◆ The exercise ◆
Transcribe, exactly as they appear, only the lines from the one holding "Put a marker on every instance of the shingled" through the end of the entries below.

◆ Extracted information ◆

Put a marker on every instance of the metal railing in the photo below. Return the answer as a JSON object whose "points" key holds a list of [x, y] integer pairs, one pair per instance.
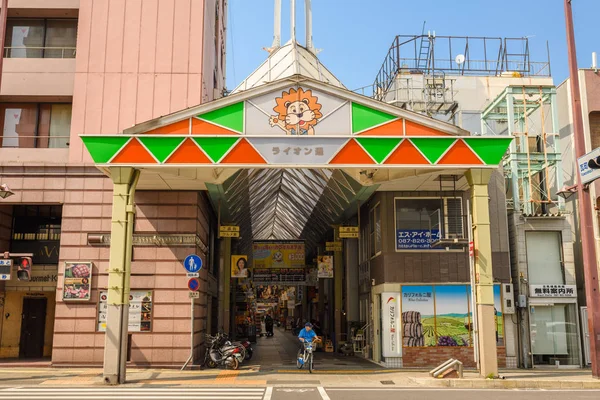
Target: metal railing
{"points": [[35, 142], [39, 52]]}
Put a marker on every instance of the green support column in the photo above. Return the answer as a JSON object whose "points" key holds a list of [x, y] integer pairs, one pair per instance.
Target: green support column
{"points": [[478, 180], [337, 290], [119, 273]]}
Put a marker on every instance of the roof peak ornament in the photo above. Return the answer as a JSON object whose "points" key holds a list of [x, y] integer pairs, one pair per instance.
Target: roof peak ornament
{"points": [[277, 26]]}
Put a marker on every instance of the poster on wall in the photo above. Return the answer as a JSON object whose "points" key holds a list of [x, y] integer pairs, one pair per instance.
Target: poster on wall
{"points": [[498, 314], [140, 311], [390, 324], [325, 266], [416, 239], [239, 266], [418, 316], [452, 315], [278, 254], [77, 281]]}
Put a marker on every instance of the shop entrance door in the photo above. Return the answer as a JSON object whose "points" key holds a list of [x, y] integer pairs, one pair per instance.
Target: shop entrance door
{"points": [[33, 326]]}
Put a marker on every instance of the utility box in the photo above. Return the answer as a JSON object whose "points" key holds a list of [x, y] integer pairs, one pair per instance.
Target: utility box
{"points": [[508, 297]]}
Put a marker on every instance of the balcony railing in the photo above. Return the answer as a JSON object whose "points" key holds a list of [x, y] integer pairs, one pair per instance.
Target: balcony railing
{"points": [[39, 52]]}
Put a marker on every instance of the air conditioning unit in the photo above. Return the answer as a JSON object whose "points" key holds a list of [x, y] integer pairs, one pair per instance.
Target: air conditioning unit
{"points": [[508, 298]]}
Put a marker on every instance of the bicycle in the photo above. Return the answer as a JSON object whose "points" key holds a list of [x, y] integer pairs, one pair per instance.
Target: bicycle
{"points": [[306, 357]]}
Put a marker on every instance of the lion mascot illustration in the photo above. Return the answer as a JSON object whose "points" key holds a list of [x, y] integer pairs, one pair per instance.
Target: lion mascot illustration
{"points": [[297, 112]]}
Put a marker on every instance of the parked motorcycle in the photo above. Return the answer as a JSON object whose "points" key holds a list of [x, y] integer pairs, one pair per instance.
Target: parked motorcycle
{"points": [[223, 353], [246, 344]]}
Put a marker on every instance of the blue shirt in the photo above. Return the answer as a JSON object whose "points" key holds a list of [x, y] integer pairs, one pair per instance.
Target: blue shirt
{"points": [[307, 335]]}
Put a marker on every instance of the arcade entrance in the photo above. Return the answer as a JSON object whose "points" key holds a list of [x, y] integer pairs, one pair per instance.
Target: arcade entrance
{"points": [[299, 161]]}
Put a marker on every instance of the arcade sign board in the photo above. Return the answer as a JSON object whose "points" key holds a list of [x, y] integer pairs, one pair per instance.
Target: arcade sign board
{"points": [[5, 269], [349, 232], [229, 231]]}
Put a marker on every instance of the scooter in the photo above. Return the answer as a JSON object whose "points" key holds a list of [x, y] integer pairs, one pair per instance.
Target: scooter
{"points": [[246, 344], [228, 355]]}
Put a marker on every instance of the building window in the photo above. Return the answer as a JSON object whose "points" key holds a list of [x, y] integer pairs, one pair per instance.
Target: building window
{"points": [[33, 125], [36, 229], [375, 230], [422, 221], [40, 38], [544, 258]]}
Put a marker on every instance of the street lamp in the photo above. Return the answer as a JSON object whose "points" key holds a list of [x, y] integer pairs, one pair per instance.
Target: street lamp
{"points": [[567, 191], [5, 191]]}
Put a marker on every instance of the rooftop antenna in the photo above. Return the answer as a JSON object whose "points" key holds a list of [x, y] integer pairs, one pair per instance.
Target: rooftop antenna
{"points": [[309, 43], [293, 20], [277, 26]]}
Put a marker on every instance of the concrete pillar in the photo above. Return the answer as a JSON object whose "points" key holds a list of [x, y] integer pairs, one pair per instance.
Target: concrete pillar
{"points": [[338, 278], [119, 273], [478, 180], [225, 285]]}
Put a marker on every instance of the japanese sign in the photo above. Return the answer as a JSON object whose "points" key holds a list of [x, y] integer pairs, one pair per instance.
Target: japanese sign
{"points": [[587, 173], [229, 231], [390, 316], [239, 266], [140, 311], [274, 254], [552, 291], [77, 281], [325, 266], [307, 151], [413, 239], [5, 269], [349, 232]]}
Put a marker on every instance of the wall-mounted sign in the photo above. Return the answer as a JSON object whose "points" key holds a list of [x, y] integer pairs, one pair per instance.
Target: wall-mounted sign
{"points": [[77, 281], [239, 266], [349, 232], [46, 277], [5, 269], [589, 166], [140, 311], [416, 239], [229, 231], [390, 327], [552, 291], [275, 254], [333, 246], [325, 266], [192, 264]]}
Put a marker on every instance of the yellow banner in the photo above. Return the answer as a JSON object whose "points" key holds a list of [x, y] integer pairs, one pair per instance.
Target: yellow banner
{"points": [[278, 254]]}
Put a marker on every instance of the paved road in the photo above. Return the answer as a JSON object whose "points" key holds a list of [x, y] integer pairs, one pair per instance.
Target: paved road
{"points": [[291, 393]]}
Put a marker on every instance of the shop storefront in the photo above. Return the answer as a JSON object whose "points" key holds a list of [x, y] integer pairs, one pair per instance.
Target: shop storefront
{"points": [[552, 300]]}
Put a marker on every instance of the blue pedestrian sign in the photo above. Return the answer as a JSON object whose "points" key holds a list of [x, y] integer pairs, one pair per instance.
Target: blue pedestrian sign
{"points": [[194, 284], [192, 263]]}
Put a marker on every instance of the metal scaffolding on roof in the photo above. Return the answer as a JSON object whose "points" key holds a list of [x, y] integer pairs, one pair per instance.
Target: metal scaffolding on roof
{"points": [[532, 166]]}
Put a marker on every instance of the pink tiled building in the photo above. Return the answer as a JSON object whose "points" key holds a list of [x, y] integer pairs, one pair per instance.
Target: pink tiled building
{"points": [[74, 67]]}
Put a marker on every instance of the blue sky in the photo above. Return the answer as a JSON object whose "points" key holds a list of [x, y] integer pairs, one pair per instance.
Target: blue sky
{"points": [[355, 35]]}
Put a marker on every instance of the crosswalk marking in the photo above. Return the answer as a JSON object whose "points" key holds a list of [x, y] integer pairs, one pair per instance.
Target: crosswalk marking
{"points": [[133, 393]]}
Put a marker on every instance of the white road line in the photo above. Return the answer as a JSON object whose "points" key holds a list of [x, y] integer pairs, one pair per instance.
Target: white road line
{"points": [[323, 393], [268, 393]]}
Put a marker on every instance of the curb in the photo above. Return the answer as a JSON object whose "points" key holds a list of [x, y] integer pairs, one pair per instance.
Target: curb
{"points": [[504, 383]]}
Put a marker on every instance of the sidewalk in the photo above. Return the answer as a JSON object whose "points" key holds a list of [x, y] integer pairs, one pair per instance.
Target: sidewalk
{"points": [[253, 377]]}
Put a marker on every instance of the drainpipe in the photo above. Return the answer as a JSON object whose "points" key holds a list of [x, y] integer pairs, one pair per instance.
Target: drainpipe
{"points": [[130, 209], [3, 17], [586, 219]]}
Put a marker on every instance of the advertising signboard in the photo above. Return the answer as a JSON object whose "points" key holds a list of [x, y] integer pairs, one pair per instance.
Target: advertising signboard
{"points": [[77, 281], [140, 311], [325, 266], [278, 254], [390, 313]]}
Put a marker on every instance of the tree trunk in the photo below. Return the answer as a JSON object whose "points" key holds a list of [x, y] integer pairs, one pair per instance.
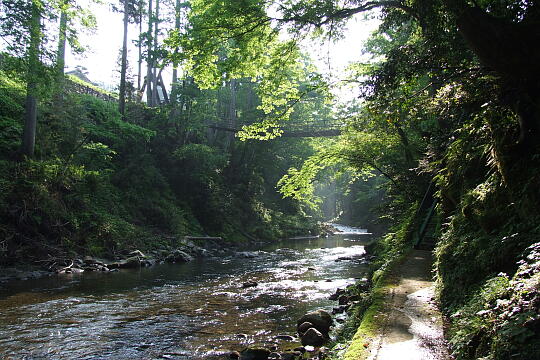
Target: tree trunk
{"points": [[139, 45], [511, 51], [122, 92], [155, 80], [30, 121], [61, 53], [232, 114], [149, 59], [174, 85]]}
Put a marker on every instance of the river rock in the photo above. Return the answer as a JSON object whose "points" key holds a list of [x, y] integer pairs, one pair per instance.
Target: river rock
{"points": [[291, 355], [249, 284], [285, 337], [178, 256], [303, 327], [137, 253], [254, 354], [130, 263], [337, 294], [313, 337], [339, 310], [343, 300], [321, 320]]}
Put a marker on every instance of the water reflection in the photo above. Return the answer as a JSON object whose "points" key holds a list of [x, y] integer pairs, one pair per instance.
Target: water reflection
{"points": [[189, 311]]}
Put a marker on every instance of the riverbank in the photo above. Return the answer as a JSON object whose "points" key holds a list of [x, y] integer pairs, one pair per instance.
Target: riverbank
{"points": [[194, 310], [183, 251], [403, 320]]}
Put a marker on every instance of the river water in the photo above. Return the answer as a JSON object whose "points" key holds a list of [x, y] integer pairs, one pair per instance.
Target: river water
{"points": [[196, 310]]}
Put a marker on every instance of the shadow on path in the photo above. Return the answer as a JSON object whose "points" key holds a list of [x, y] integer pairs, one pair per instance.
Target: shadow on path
{"points": [[412, 326]]}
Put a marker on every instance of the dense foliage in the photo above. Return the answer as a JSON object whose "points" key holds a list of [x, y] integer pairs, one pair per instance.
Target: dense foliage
{"points": [[449, 113], [100, 185]]}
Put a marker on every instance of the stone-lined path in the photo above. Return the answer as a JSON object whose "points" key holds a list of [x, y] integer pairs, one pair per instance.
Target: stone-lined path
{"points": [[412, 326]]}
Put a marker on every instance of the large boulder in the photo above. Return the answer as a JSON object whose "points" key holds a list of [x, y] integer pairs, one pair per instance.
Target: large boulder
{"points": [[321, 320], [254, 354], [130, 262], [178, 256], [313, 337]]}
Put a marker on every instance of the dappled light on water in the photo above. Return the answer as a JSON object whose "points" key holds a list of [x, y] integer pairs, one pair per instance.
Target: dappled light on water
{"points": [[197, 310]]}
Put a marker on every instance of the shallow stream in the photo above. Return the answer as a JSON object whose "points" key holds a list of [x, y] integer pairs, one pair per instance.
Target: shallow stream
{"points": [[196, 310]]}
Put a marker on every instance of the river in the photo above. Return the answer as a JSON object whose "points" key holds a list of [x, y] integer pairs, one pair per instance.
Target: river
{"points": [[196, 310]]}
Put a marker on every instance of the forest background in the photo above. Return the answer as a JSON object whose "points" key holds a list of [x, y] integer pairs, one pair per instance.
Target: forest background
{"points": [[447, 122]]}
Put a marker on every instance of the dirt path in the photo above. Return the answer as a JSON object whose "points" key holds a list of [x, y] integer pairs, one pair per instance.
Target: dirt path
{"points": [[412, 325]]}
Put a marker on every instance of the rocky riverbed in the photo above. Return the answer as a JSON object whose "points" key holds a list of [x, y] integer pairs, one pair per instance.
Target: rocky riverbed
{"points": [[215, 305]]}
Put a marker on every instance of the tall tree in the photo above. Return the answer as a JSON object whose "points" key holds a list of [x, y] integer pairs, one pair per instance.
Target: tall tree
{"points": [[62, 39], [122, 91], [149, 57], [32, 75]]}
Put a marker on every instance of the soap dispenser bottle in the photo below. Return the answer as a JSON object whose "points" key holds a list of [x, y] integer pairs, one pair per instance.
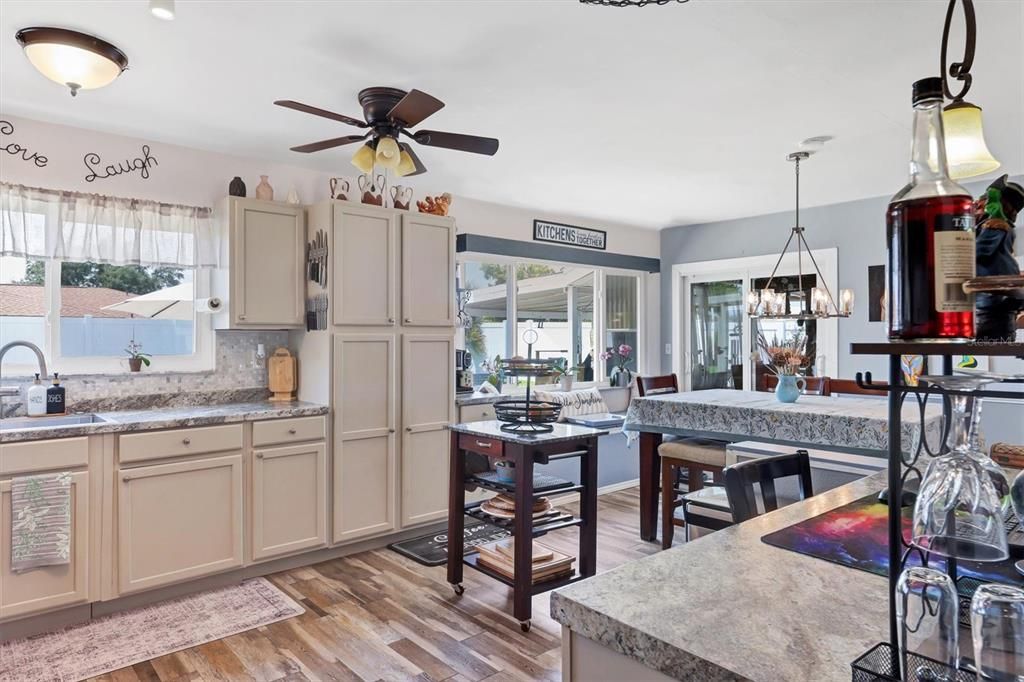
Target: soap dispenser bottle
{"points": [[55, 397], [37, 398]]}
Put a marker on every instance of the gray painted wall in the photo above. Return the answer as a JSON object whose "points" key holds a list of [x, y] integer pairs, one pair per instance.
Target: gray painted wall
{"points": [[857, 230]]}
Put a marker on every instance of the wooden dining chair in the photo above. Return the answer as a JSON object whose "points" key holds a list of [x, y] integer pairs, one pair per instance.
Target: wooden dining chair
{"points": [[763, 472], [692, 455], [812, 386]]}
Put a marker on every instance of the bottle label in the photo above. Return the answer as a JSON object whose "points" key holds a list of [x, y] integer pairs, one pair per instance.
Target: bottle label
{"points": [[954, 262]]}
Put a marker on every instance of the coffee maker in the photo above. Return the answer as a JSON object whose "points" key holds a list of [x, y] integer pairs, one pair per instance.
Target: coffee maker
{"points": [[463, 373]]}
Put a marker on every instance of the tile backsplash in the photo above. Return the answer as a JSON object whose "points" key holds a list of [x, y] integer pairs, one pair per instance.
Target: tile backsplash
{"points": [[237, 378]]}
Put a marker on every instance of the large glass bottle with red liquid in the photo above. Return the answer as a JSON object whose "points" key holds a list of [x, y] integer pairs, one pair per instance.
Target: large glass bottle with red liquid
{"points": [[930, 227]]}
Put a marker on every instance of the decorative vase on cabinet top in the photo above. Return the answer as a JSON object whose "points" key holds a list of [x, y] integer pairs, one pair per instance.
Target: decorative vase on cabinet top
{"points": [[790, 387], [263, 190]]}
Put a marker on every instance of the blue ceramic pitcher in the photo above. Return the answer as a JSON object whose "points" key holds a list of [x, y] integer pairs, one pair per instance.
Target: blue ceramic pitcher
{"points": [[790, 387]]}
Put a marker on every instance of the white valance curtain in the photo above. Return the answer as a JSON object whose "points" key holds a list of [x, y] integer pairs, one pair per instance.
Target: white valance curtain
{"points": [[77, 226]]}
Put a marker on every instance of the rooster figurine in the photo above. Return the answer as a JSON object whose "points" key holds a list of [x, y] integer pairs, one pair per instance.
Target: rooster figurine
{"points": [[435, 205]]}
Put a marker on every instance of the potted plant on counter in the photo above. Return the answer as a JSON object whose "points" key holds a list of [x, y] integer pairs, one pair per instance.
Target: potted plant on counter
{"points": [[136, 358], [621, 375]]}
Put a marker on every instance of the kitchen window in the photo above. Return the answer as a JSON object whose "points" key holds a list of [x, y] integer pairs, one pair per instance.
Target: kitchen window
{"points": [[85, 278], [578, 311]]}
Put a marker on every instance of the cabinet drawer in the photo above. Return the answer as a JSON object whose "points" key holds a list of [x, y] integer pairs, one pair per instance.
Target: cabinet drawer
{"points": [[275, 431], [41, 455], [481, 444], [177, 442]]}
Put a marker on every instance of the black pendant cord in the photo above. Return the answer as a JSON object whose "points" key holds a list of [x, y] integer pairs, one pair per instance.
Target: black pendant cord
{"points": [[958, 70]]}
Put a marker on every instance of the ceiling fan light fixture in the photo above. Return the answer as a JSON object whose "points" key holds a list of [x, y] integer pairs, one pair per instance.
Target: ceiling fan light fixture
{"points": [[162, 9], [75, 59], [967, 152], [364, 158], [388, 154]]}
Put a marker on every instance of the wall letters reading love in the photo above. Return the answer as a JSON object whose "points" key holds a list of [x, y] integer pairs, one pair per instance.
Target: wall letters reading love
{"points": [[141, 164], [15, 150]]}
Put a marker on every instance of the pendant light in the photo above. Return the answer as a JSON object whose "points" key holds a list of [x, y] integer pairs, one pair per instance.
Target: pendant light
{"points": [[769, 304], [365, 157], [388, 154], [967, 153], [76, 59]]}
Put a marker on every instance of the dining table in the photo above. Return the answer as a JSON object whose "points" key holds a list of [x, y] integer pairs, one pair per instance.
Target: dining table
{"points": [[856, 425]]}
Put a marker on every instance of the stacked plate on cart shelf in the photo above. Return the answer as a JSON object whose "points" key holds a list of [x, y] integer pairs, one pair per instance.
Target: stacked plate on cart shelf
{"points": [[503, 506], [549, 564]]}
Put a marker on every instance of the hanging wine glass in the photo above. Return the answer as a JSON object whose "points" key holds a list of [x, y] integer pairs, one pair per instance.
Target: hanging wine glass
{"points": [[958, 511]]}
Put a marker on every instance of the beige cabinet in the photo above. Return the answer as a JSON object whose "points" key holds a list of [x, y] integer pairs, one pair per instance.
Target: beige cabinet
{"points": [[428, 386], [427, 270], [265, 269], [289, 499], [364, 265], [364, 434], [178, 521], [46, 588]]}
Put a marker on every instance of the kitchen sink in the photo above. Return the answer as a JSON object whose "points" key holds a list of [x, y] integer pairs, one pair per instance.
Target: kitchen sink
{"points": [[48, 422]]}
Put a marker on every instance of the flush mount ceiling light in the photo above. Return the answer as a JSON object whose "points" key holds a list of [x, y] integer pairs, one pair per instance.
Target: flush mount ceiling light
{"points": [[967, 152], [162, 9], [76, 59]]}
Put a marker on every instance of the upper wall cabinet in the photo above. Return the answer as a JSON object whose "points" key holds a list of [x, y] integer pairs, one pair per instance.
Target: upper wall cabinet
{"points": [[264, 284], [427, 270], [365, 276]]}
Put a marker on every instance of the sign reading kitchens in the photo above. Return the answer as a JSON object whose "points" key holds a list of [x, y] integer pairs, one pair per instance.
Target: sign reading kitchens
{"points": [[569, 235]]}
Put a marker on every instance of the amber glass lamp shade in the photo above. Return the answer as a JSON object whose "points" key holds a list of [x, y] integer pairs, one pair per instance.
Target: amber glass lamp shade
{"points": [[364, 158], [76, 59], [967, 153], [388, 154]]}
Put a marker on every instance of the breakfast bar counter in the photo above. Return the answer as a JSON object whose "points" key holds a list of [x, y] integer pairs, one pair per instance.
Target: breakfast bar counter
{"points": [[727, 606]]}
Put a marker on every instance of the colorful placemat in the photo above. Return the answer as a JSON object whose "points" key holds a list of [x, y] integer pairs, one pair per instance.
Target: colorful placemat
{"points": [[856, 536]]}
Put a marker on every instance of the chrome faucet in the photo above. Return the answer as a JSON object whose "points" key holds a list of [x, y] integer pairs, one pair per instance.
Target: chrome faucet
{"points": [[12, 390]]}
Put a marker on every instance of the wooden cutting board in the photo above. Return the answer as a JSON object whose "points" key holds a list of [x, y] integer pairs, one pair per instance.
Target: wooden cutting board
{"points": [[281, 379]]}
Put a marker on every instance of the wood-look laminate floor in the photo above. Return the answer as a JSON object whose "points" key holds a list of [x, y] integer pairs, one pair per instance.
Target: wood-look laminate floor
{"points": [[378, 615]]}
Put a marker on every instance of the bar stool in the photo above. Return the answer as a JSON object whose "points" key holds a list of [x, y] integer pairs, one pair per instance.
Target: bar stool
{"points": [[695, 456]]}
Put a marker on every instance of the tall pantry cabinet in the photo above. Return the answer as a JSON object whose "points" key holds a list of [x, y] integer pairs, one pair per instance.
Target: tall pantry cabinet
{"points": [[385, 363]]}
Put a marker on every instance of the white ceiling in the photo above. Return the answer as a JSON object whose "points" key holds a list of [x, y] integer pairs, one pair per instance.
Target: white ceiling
{"points": [[656, 116]]}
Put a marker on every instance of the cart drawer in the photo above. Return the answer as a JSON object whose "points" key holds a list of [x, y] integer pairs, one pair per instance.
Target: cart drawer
{"points": [[481, 444]]}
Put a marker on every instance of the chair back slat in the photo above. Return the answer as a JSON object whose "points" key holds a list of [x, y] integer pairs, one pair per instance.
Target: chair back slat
{"points": [[667, 383], [763, 472]]}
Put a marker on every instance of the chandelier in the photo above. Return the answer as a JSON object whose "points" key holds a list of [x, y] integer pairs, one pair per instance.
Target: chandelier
{"points": [[770, 304], [630, 3]]}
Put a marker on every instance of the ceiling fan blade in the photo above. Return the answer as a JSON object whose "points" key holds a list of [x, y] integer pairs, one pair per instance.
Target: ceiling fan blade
{"points": [[414, 108], [420, 168], [299, 107], [487, 145], [328, 143]]}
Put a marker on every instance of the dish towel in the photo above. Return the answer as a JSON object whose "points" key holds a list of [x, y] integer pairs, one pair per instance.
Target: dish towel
{"points": [[41, 520]]}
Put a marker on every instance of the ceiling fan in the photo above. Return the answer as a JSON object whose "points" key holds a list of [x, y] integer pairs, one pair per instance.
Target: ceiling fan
{"points": [[388, 113]]}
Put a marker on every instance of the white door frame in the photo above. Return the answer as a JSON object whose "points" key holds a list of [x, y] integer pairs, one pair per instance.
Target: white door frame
{"points": [[745, 269]]}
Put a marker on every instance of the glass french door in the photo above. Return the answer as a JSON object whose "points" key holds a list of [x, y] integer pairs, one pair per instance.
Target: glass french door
{"points": [[716, 336]]}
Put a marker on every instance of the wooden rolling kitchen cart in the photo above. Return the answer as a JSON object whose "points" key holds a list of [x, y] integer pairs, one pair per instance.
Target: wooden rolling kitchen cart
{"points": [[524, 451]]}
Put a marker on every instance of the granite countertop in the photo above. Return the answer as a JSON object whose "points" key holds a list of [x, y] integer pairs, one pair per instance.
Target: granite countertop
{"points": [[164, 418], [560, 433], [727, 606]]}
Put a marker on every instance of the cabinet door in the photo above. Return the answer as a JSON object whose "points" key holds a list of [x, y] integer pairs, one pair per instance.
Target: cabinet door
{"points": [[427, 270], [177, 521], [289, 499], [427, 403], [364, 435], [267, 264], [364, 265], [46, 588]]}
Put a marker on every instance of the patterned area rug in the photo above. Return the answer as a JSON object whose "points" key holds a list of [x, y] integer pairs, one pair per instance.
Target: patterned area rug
{"points": [[124, 639]]}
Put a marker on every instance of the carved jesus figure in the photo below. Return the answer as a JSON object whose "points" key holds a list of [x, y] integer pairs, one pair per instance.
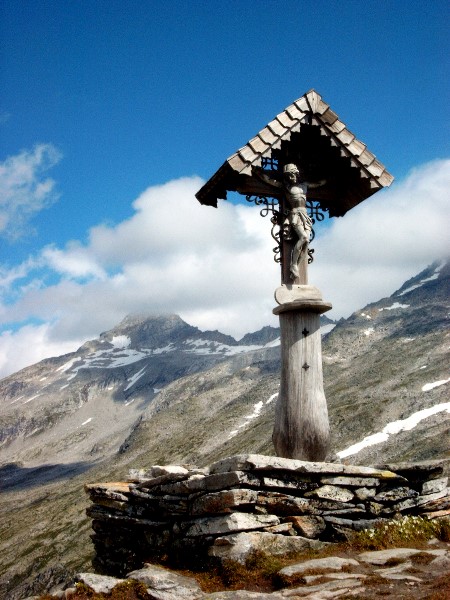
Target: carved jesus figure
{"points": [[298, 219]]}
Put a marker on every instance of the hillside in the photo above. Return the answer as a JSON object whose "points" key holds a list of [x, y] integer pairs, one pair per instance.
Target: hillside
{"points": [[190, 396]]}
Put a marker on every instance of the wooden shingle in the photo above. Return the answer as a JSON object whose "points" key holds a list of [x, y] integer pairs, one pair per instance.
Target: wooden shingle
{"points": [[308, 131]]}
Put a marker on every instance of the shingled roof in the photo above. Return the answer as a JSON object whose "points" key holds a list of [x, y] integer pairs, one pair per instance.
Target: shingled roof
{"points": [[309, 134]]}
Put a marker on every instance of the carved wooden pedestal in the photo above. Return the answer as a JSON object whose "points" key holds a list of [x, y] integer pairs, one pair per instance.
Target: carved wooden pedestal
{"points": [[301, 428]]}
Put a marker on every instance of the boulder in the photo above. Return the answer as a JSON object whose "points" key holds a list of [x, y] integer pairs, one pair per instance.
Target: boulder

◆ Finished answer ◆
Put a marker on every instance of the shingled roof in the photo above. Return the answer as a JSON object whose "points" key holds a list of [x, y] integer pairs, one pair per instance.
Target: shingled roof
{"points": [[309, 134]]}
Put a marker on every instance of the carved wooden pedestal in the photo above. Return the answer as a JSON object whose "points" key holds a list of [x, y] integer pairs, one pair per instance.
Target: carved wooden pedestal
{"points": [[301, 428]]}
Put a marker on every instance of the boulder in the photo above. Return the answer as a JSON object whose "points" key holds a list of [x, y] integer pairs, one pair per instance.
Target: boulder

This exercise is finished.